(Data records)
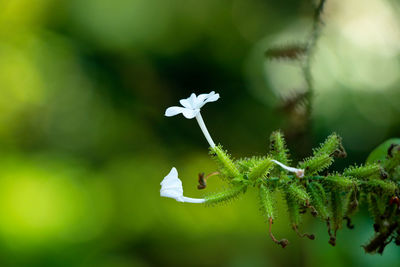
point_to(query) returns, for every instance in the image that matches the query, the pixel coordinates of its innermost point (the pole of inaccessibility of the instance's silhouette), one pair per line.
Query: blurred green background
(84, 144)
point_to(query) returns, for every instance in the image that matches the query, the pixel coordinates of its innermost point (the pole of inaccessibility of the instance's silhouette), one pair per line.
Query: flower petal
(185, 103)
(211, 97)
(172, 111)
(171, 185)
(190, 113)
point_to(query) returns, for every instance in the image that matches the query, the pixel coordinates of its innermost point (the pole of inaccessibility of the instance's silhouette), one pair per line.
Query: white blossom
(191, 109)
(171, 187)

...

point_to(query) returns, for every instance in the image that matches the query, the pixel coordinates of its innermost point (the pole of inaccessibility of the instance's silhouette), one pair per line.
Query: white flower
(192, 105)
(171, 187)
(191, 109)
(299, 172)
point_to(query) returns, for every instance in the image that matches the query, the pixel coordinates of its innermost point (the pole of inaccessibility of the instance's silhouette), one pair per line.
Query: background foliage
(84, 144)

EXERCISE GOAL: Pick out every line of the rows above that contains the word "background", matching case exactly, and copy each one in full.

SOLUTION FOR THIS TASK:
Query: blurred green background
Query: background foliage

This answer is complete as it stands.